>> Start

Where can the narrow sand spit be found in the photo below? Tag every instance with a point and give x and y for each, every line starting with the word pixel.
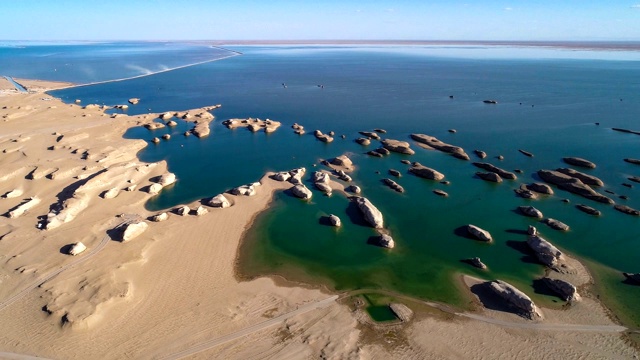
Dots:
pixel 172 289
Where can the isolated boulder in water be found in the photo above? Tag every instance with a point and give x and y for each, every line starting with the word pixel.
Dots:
pixel 371 214
pixel 133 230
pixel 219 201
pixel 479 233
pixel 301 192
pixel 515 297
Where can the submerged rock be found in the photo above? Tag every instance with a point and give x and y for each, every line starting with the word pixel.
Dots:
pixel 371 213
pixel 503 173
pixel 579 162
pixel 530 211
pixel 478 233
pixel 546 253
pixel 588 209
pixel 425 172
pixel 515 297
pixel 301 192
pixel 434 143
pixel 564 289
pixel 398 146
pixel 556 224
pixel 573 185
pixel 489 176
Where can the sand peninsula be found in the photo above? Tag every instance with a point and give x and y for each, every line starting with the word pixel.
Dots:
pixel 168 288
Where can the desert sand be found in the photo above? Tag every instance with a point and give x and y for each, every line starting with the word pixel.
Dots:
pixel 172 292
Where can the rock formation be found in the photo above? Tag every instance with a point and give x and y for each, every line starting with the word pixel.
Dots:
pixel 432 142
pixel 478 233
pixel 489 176
pixel 564 289
pixel 334 221
pixel 476 262
pixel 393 185
pixel 77 249
pixel 386 241
pixel 401 147
pixel 530 211
pixel 556 224
pixel 219 201
pixel 579 162
pixel 23 208
pixel 159 217
pixel 588 209
pixel 585 178
pixel 401 311
pixel 133 230
pixel 548 254
pixel 515 297
pixel 371 214
pixel 503 173
pixel 627 210
pixel 301 192
pixel 425 172
pixel 573 185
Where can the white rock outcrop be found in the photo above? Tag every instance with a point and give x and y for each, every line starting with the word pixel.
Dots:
pixel 77 248
pixel 133 230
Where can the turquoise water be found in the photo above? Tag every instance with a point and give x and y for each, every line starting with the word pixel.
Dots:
pixel 549 102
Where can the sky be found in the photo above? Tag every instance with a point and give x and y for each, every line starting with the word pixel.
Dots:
pixel 574 20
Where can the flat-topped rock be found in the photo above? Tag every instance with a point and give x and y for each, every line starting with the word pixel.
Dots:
pixel 432 142
pixel 575 161
pixel 133 230
pixel 370 134
pixel 489 176
pixel 478 233
pixel 386 241
pixel 573 185
pixel 546 253
pixel 494 169
pixel 556 224
pixel 476 262
pixel 588 209
pixel 426 172
pixel 219 201
pixel 398 146
pixel 585 178
pixel 565 290
pixel 627 210
pixel 301 191
pixel 393 185
pixel 530 211
pixel 515 297
pixel 401 311
pixel 159 217
pixel 371 213
pixel 77 249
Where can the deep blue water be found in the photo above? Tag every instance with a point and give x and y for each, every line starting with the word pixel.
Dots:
pixel 549 102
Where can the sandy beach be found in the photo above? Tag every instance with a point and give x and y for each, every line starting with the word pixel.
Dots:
pixel 171 292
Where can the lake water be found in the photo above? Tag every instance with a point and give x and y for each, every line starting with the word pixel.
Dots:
pixel 548 103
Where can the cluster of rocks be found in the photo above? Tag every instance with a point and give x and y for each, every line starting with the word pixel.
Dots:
pixel 254 125
pixel 573 185
pixel 425 172
pixel 432 142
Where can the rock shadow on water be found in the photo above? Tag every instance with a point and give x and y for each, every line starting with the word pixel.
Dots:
pixel 490 300
pixel 522 247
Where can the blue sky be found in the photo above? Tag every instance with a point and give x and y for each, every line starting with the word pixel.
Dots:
pixel 305 19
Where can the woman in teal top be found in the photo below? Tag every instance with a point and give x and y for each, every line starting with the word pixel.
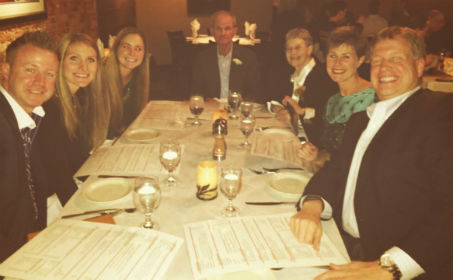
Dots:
pixel 346 52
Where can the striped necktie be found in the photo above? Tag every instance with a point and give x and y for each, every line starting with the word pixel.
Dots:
pixel 28 135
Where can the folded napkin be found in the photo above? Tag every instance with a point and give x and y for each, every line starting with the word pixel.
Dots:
pixel 250 29
pixel 195 26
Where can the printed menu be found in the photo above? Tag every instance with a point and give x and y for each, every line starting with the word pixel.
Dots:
pixel 247 243
pixel 73 249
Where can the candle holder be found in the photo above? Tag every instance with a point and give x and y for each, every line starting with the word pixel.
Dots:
pixel 207 180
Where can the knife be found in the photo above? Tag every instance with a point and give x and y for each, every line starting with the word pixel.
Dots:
pixel 271 203
pixel 102 211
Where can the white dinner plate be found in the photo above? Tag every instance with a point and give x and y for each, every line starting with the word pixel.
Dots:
pixel 141 135
pixel 288 184
pixel 107 189
pixel 246 275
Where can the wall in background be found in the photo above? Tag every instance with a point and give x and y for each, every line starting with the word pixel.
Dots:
pixel 62 17
pixel 157 17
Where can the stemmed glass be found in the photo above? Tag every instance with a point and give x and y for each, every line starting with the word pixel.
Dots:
pixel 246 108
pixel 196 105
pixel 170 156
pixel 247 126
pixel 234 100
pixel 230 186
pixel 147 196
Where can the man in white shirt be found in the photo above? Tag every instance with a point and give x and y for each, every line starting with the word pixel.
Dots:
pixel 225 66
pixel 29 72
pixel 390 187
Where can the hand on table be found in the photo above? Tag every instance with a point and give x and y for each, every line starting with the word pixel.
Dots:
pixel 306 224
pixel 356 271
pixel 308 152
pixel 293 103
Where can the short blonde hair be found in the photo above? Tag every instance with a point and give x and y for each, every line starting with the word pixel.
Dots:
pixel 300 33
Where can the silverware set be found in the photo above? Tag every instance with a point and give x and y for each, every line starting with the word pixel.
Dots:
pixel 113 211
pixel 273 170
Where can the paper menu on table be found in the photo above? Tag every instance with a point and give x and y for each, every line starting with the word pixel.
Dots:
pixel 247 243
pixel 277 144
pixel 124 160
pixel 73 249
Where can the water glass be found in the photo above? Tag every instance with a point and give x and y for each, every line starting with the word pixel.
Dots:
pixel 234 101
pixel 196 105
pixel 170 156
pixel 147 195
pixel 230 186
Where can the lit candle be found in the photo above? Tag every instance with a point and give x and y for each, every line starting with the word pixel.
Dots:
pixel 170 155
pixel 147 189
pixel 219 114
pixel 207 180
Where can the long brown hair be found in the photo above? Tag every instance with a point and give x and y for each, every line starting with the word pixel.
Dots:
pixel 140 76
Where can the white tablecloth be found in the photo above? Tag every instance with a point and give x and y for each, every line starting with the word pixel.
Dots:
pixel 179 204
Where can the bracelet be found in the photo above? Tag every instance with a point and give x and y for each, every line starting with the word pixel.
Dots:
pixel 313 197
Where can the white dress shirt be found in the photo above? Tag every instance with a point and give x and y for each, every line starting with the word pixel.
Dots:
pixel 299 81
pixel 23 118
pixel 224 71
pixel 378 113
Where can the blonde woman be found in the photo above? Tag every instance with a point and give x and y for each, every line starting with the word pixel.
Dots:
pixel 80 105
pixel 127 73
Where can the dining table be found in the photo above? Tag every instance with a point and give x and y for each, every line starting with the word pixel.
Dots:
pixel 179 204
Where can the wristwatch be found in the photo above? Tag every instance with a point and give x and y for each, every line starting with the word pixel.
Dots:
pixel 386 262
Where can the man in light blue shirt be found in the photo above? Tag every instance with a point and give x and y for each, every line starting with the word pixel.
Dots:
pixel 225 66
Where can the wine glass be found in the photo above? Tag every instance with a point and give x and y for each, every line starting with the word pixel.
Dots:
pixel 170 156
pixel 147 196
pixel 247 126
pixel 230 185
pixel 234 100
pixel 196 105
pixel 246 108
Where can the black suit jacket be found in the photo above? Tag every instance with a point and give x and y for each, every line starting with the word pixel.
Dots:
pixel 404 193
pixel 16 209
pixel 244 76
pixel 318 88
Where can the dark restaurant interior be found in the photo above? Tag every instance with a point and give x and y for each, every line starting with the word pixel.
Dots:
pixel 171 56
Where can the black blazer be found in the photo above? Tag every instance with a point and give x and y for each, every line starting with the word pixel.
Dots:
pixel 318 88
pixel 16 209
pixel 49 175
pixel 404 189
pixel 244 76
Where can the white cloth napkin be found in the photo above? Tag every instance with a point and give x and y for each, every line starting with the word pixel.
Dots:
pixel 250 29
pixel 195 26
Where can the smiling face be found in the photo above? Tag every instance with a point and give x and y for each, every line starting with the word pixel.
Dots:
pixel 298 54
pixel 224 30
pixel 131 52
pixel 394 70
pixel 342 63
pixel 31 77
pixel 80 65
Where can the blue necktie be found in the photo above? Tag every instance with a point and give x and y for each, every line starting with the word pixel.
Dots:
pixel 28 135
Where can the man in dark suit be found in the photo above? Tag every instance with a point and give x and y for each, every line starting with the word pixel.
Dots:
pixel 312 86
pixel 223 67
pixel 390 187
pixel 29 73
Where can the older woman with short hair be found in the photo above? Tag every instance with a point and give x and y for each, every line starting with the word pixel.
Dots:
pixel 346 53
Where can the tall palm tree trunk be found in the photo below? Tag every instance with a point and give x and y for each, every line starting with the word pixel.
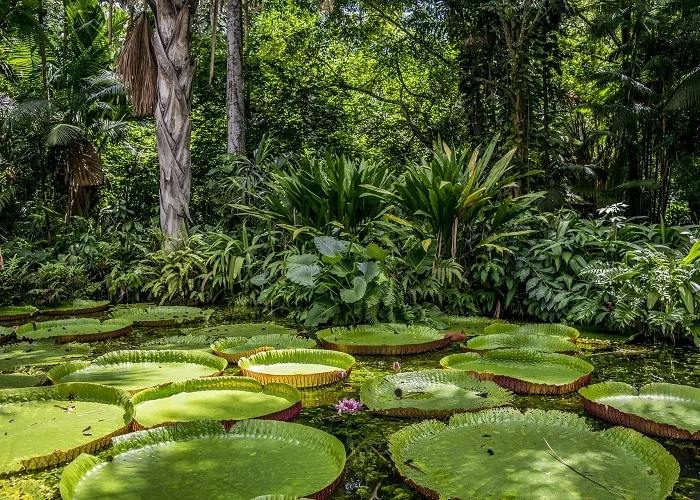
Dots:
pixel 172 43
pixel 235 97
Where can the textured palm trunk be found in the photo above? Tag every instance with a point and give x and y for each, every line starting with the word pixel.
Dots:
pixel 235 98
pixel 172 44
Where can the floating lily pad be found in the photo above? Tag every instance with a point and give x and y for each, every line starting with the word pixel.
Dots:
pixel 6 334
pixel 553 329
pixel 137 370
pixel 246 330
pixel 298 367
pixel 39 354
pixel 254 458
pixel 44 426
pixel 431 394
pixel 13 313
pixel 525 371
pixel 183 342
pixel 503 453
pixel 74 330
pixel 77 306
pixel 163 315
pixel 542 343
pixel 471 325
pixel 234 348
pixel 227 399
pixel 383 339
pixel 666 410
pixel 28 378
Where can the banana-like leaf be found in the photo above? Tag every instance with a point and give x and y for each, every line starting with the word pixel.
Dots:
pixel 262 456
pixel 502 453
pixel 431 394
pixel 383 339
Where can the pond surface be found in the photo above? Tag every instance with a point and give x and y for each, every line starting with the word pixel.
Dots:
pixel 369 473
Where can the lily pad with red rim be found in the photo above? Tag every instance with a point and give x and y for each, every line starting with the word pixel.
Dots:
pixel 136 370
pixel 202 460
pixel 234 348
pixel 298 367
pixel 383 339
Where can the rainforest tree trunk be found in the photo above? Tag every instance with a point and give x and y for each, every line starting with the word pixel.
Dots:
pixel 173 44
pixel 235 97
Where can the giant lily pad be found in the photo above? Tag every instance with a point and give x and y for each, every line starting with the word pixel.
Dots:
pixel 525 371
pixel 431 394
pixel 226 399
pixel 74 330
pixel 163 315
pixel 384 339
pixel 298 367
pixel 39 354
pixel 137 370
pixel 77 306
pixel 202 460
pixel 26 378
pixel 503 453
pixel 234 348
pixel 666 410
pixel 470 325
pixel 44 426
pixel 246 330
pixel 553 329
pixel 183 342
pixel 542 343
pixel 13 313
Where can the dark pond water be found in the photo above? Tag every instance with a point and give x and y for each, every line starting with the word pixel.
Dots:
pixel 369 472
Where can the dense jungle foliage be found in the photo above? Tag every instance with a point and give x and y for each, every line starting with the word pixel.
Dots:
pixel 407 160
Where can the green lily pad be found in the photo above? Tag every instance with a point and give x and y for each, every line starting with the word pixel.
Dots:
pixel 227 399
pixel 553 329
pixel 184 342
pixel 163 315
pixel 254 458
pixel 39 354
pixel 471 325
pixel 74 330
pixel 525 371
pixel 503 453
pixel 298 367
pixel 666 410
pixel 6 334
pixel 431 394
pixel 137 370
pixel 77 306
pixel 44 426
pixel 383 339
pixel 234 348
pixel 246 330
pixel 21 379
pixel 13 313
pixel 542 343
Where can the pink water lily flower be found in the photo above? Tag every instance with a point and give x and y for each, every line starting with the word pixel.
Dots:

>> End

● GOAL
Copy the records verbatim from the line containing "Where can the printed" through the line containing "pixel 157 17", inclusive of both.

● FINISHED TASK
Where can the printed menu be found in the photo above? Tag every instance with a point and give x and y for each, every line starting with the word pixel.
Dots:
pixel 247 243
pixel 73 249
Where can the candle holder be found in the photo above? Tag every instance with a point and give x and y for each, every line starting with the word pixel.
Dots:
pixel 207 180
Where can the knife be found in the photo above? Tag every instance with a point and give x and y for each, every line starting with the word pixel.
Dots:
pixel 271 203
pixel 102 211
Where can the white dinner plate be found in the photo above? Tag every instance with a point and give x and y for each, every line starting with the word pixel.
Dots:
pixel 141 135
pixel 288 184
pixel 107 189
pixel 246 275
Where can the wall in background be found in the photo above? Tag every instance with a point and give x and y for each, every line starting with the word pixel.
Dots:
pixel 62 17
pixel 157 17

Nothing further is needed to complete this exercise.